§ Text passage
____
Chinese New Year: Best Bars in Shanghai

lune shanghai

Former Shanghai resident, Carol Bowditch, tells us about the best places to whet-your-whistle there to celebrate the Chinese New Year.

It was Chinese New Year on Friday, with 2014 bringing a change of the zodiac, transitioning from snake to horse – like a fucked up episode of Animorphs. Being a great time of year for celebration, drinking, nice times with friends and family and blowing shit up like there’s no tomorrow, I thought I’d get in the spirit and share a load of great drinky spots in my favourite Chinese city, Shanghai.
____
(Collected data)

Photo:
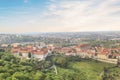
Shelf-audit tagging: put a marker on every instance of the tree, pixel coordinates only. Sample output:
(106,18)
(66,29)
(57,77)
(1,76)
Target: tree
(29,55)
(20,54)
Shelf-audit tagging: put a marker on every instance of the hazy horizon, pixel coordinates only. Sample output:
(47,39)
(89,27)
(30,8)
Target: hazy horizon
(28,16)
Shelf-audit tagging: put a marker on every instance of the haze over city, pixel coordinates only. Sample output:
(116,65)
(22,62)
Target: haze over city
(59,15)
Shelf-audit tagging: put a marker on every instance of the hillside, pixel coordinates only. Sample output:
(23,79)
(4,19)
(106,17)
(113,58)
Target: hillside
(68,68)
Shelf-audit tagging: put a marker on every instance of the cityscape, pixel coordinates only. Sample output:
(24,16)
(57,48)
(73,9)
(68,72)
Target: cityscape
(59,39)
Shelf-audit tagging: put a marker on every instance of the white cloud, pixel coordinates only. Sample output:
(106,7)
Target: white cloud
(84,15)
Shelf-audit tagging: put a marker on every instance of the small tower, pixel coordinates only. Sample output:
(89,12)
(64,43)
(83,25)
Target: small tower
(118,62)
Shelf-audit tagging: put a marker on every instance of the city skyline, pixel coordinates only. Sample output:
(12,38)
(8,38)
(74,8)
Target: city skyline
(19,16)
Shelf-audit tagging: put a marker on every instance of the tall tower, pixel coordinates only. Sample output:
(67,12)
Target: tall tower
(118,62)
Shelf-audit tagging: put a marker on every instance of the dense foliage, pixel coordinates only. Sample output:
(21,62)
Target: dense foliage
(68,68)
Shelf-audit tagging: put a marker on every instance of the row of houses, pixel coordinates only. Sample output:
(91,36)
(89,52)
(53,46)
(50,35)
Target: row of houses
(30,52)
(86,50)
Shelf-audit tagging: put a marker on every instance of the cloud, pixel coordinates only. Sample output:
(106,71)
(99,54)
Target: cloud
(84,14)
(26,1)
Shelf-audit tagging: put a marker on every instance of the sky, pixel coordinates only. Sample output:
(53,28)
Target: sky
(59,15)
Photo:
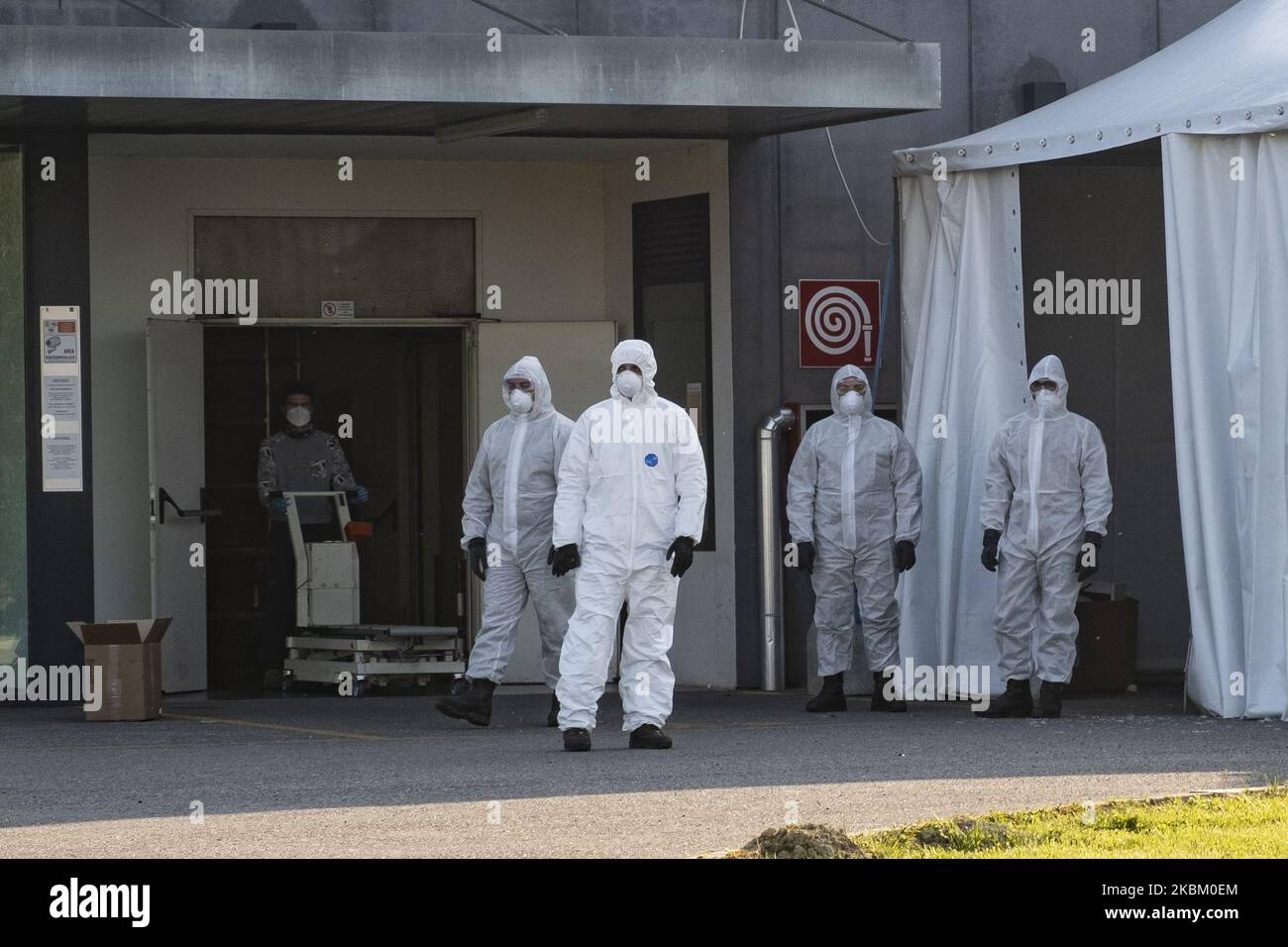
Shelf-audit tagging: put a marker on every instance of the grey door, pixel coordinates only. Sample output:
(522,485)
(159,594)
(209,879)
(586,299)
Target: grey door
(176,464)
____
§ Problems and tasks
A – Answer these about the Shanghai bars text:
(i) What is the name of the former Shanghai resident?
(ii) On what day of the week did Chinese New Year fall?
(iii) In 2014, the zodiac changed from which animal to which animal?
B – Rename "Chinese New Year" as "Lunar New Year" and rewrite the Shanghai bars text starting with "lune shanghai" and going on through "Chinese city, Shanghai.".
Base your answers on the text only.

§ Task-by-task solutions
A –
(i) Carol Bowditch
(ii) Friday
(iii) From snake to horse

B –
lune shanghai

Former Shanghai resident, Carol Bowditch, tells us about the best places to whet-your-whistle there to celebrate the Lunar New Year.

It was Lunar New Year on Friday, with 2014 bringing a change of the zodiac, transitioning from snake to horse – like a fucked up episode of Animorphs. Being a great time of year for celebration, drinking, nice times with friends and family and blowing shit up like there’s no tomorrow, I thought I’d get in the spirit and share a load of great drinky spots in my favourite Chinese city, Shanghai.